### WRITTEN TASK 1
In the level design thread, why did the poster who released Overture give up on the project? Answer in one to three sentences.
### WRITTEN TASK 2
Supply the next part of the level design thread, starting after its last sentence.

### TEXT EXTRACT
-=-=-
# Hope you guys consider level design to be an art.



## geekofalltrades (Feb 8, 2012)

Hell yeah, level design.










































I've tinkered around with level design a lot, but above are screens from the only project I ever actually released. It's called Overture, and is for Portal 1. I did it back in 2009 or so, but lost all of my work-in-progress when I built myself a new computer, so I gave up on it.It's still up for download on thinkingwithportals, if anyone wants to try it. No guarantees that it still works, and I'm no longer supporting it.


----------



## The Whirlwind (Jun 1, 2012)

geekofalltrades said:


> Hell yeah, level design.
> 
> 
> 
> ...


Damn, that's awesome. How hard was it to make custom Portal levels? (I'm assuming you used Hammer, which is mind-boggling.)

Ever done anything with Portal 2's editor? It's so amazingly simple.



Dane said:


> I can't see why you would be changing any of these...the originals look a lot more organized and visually pleasing to me...
> 
> EDIT: Sorry, that made me sound a little unappreciative. It's an interesting and debatable as an art form, but I would scream if I saw these designs in an actual game, purely because it upsets the idealist nature of the game itself.


Well... I've already stated that I find the levels are uninteresting on a visual perspective in terms of the specifics, I guess. Have you played any of the newer Pokémon games? Even in Gold and Silver, the levels seemed so much more... natural. Generation 3 onward improved even more with engine tweaks allowing for maps to be less square-like. As a gamer, I can understand how a level being organized is important to the experience on a gameplay perspective (I've been over this during my last post). Again, I believe there can (and should) be a compromise between a level being functional and looking good. Re-evaluating Red/Blue/Yellow's map design... it doesn't look natural at all. The fact that most maps are just arrangements of rocks, water, foliage, and paths with people staring in one direction really doesn't push what one can do in terms of maps.
-=-=-
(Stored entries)
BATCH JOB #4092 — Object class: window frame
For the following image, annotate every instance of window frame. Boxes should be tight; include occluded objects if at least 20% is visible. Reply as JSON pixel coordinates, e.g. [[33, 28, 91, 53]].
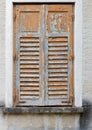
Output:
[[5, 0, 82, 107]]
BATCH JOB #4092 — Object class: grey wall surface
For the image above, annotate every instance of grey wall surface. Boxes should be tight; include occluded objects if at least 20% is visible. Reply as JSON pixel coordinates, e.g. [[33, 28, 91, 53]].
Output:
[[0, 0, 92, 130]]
-=-=-
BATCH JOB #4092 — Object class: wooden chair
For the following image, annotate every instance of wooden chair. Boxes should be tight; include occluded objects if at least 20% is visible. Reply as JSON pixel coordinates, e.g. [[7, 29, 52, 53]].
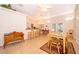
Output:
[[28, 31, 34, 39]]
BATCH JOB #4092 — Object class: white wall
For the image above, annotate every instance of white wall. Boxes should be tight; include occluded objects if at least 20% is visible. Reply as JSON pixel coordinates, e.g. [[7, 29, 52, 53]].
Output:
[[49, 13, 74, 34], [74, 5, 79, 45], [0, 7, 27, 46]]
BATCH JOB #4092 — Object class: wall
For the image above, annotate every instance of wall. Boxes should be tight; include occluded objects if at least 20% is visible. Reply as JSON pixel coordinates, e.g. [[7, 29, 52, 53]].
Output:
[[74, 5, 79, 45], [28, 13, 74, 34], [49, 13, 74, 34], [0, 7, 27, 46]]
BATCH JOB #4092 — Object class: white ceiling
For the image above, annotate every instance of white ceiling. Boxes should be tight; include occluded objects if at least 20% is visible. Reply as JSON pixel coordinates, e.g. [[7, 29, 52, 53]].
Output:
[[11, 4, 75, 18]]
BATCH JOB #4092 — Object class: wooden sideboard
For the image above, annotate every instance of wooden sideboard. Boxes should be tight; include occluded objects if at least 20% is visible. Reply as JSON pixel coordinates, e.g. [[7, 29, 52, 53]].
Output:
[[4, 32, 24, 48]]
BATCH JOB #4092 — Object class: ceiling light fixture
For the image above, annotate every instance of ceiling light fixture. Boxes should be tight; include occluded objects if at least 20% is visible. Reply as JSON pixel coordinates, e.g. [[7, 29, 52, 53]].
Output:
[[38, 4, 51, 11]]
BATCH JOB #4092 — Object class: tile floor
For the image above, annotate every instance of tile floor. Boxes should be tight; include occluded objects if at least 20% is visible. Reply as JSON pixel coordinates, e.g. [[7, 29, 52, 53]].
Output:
-=-=-
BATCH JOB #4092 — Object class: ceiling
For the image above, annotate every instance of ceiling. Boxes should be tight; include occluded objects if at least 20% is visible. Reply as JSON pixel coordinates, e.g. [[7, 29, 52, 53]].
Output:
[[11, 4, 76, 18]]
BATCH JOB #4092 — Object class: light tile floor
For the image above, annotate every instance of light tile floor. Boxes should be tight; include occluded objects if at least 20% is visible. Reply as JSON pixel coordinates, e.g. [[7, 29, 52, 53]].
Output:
-=-=-
### RESPONSE 1
The poster lost all of their work-in-progress on Overture when they built themselves a new computer, so they gave up on it.

### RESPONSE 2
I mean, yes, level design is technically just an arrangement of all sorts of elements for gameplay and visuals, but in reality it's so much more. A game will usually take place in a geographical location, and tons of things need to be considered when designing levels based on these. You know, "_Why should I place this X at Y?_" A level, to me, doesn't seem coherent if everything is just blatantly... there. When I go to a forest, I want to see bug catches looking for Caterpies, when I'm in a Cave, I want to see hikers exploring every nook and cranny... not just standing beside a rock that is suspiciously _square_.

I'm noticing that your post doesn't go into detail_why_ you dislike the levels I made. If you wouldn't mind, I'm genuinely surious as to your extended opinions are and why you think what you think.

As for a lack of gratitude, I don't care. If your reasoning is good, then that's some great constructive criticism for me. If not, well, it couldn't possibly do anything to what I think about my, uh, work.


----------



## slender (Sep 28, 2012)

alecross said:


> A while back, I had noted to a friend that a certain game's environments looked incredibly bland, unappealing, and that it hampered the game's experience a lot by providing the player with a dull world to explore. The game/s in question is/are Pokémon FireRed/LeafGreen (the 2004 remakes of games that were released in 1995).
> 
> So, naturally, I decided to demo what I imagine this world should be like. Basing on what the games presented as a world, I decided to incorporate new ideas and freshen up the landscape in general for a few of the early-game areas.
> 
> ...


i like that. though when i heard of level building i immediately thought of levels of lines to form art.


----------



## Dane (Dec 12, 2012)

alecross said:


> I'm noticing that your post doesn't go into detail _why_ you dislike the levels I made. If you wouldn't mind, I'm genuinely surious as to your extended opinions are and why you think what you think.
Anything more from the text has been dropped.